Stored dataset items
-*-*-

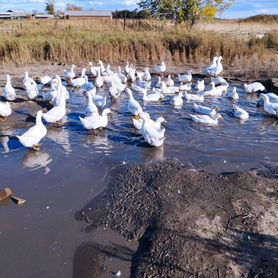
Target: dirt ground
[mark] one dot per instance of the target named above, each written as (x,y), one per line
(192,223)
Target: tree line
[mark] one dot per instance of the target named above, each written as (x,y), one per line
(190,11)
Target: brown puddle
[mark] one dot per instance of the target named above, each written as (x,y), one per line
(43,237)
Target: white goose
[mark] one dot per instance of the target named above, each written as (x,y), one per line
(146,75)
(93,69)
(5,110)
(99,101)
(121,76)
(132,73)
(9,91)
(216,70)
(219,81)
(269,107)
(200,86)
(99,80)
(70,73)
(169,81)
(185,87)
(272,98)
(177,100)
(153,136)
(254,87)
(91,107)
(212,66)
(240,113)
(33,135)
(194,97)
(205,119)
(138,122)
(156,96)
(160,68)
(31,90)
(57,113)
(216,91)
(45,79)
(96,121)
(80,81)
(233,94)
(127,68)
(133,105)
(204,110)
(27,78)
(185,78)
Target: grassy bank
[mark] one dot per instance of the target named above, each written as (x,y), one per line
(78,44)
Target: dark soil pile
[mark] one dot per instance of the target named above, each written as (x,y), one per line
(196,224)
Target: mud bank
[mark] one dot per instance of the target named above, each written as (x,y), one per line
(192,223)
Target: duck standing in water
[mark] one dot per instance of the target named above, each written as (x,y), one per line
(33,135)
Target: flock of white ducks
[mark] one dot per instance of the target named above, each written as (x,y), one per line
(140,82)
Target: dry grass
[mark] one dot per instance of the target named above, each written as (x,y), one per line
(78,41)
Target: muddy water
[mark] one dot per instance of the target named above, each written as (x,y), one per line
(43,237)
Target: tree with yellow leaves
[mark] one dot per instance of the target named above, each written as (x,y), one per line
(185,10)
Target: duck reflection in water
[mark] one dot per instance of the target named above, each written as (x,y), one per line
(60,136)
(36,160)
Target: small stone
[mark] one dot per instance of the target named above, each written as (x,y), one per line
(118,274)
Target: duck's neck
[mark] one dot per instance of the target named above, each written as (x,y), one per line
(39,119)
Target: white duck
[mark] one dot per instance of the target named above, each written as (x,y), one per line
(33,135)
(156,96)
(91,107)
(133,105)
(31,90)
(80,81)
(153,136)
(96,121)
(205,119)
(269,107)
(204,110)
(177,100)
(216,70)
(57,113)
(169,81)
(254,87)
(146,75)
(219,81)
(272,98)
(45,79)
(200,86)
(185,78)
(132,74)
(194,97)
(212,66)
(99,80)
(127,68)
(216,91)
(70,73)
(99,101)
(9,91)
(138,122)
(233,94)
(121,76)
(185,87)
(160,68)
(93,69)
(240,113)
(27,78)
(5,110)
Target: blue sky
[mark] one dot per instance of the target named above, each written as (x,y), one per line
(241,8)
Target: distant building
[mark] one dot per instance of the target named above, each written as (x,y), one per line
(88,14)
(13,14)
(43,16)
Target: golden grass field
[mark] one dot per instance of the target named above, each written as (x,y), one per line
(247,45)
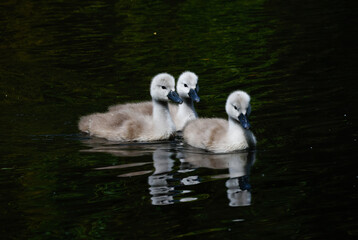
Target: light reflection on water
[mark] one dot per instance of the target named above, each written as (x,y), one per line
(167,183)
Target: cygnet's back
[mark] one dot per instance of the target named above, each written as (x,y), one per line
(131,125)
(218,135)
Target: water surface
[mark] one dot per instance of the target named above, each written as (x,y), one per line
(64,59)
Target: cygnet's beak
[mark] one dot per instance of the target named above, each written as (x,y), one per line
(243,121)
(172,95)
(194,95)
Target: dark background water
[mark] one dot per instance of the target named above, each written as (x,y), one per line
(63,59)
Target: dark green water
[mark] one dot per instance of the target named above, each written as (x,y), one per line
(63,59)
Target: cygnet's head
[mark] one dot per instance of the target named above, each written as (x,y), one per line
(187,86)
(238,107)
(162,88)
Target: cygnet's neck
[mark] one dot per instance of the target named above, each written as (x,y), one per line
(234,127)
(187,108)
(161,115)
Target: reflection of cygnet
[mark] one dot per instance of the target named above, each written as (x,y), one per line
(235,192)
(159,189)
(238,164)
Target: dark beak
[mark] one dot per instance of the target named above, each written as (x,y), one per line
(243,121)
(172,95)
(194,95)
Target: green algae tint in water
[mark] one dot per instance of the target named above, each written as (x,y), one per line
(64,59)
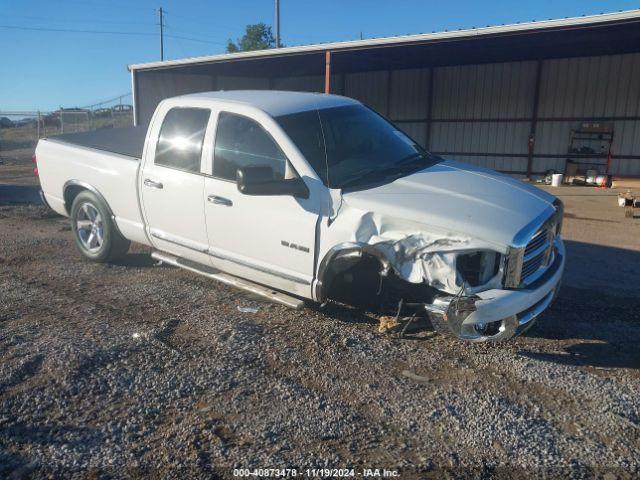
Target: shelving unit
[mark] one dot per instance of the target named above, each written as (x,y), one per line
(589,149)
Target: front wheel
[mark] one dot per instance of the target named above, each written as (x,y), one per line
(95,231)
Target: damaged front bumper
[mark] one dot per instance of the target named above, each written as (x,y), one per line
(500,314)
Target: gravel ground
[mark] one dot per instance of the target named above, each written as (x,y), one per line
(139,370)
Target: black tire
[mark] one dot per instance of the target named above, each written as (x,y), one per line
(111,245)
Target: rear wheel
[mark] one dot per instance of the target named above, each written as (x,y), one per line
(94,230)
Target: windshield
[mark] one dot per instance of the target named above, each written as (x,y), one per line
(353,147)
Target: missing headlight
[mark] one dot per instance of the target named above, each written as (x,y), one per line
(477,268)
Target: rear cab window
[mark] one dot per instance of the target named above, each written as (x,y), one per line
(181,138)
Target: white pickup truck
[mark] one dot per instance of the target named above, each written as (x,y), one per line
(303,196)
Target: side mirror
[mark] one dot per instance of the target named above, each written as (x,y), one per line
(259,181)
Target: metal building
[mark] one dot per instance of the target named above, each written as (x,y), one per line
(522,98)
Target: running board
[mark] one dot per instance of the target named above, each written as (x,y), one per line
(246,285)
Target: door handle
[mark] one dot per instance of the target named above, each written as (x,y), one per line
(151,183)
(219,200)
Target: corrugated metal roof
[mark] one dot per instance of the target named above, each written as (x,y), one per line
(533,26)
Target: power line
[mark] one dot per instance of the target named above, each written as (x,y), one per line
(69,30)
(161,35)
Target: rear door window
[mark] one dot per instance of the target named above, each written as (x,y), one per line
(181,136)
(242,142)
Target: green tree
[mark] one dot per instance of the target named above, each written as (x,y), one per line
(257,37)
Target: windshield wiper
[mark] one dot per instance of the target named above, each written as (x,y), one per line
(392,171)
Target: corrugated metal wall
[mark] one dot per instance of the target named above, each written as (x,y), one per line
(481,114)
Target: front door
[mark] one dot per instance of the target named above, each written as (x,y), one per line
(172,185)
(270,239)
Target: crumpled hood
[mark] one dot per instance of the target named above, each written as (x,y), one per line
(458,197)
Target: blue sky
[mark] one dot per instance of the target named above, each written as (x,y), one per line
(43,69)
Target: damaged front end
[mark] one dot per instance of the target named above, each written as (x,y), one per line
(393,265)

-*-*-

**AIM:** Pull out the lines from the one containing "Target: front door" through the final line, both ends included, and reproduce them word for word.

**TASK ANSWER:**
Target: front door
[mark] one dot per instance of the target named above, each written as (x,y), one per line
(172,185)
(270,239)
Target: crumpled hood
[mark] one dot per instance of the target named above, each written as (x,y), one per line
(458,197)
Target: blue sky
[mark] one dot per instance of the target named above, each written as (x,y), one per line
(43,69)
Target: damaged front end
[mark] one dot per instance of the target named above, each written as (x,y), one per line
(393,265)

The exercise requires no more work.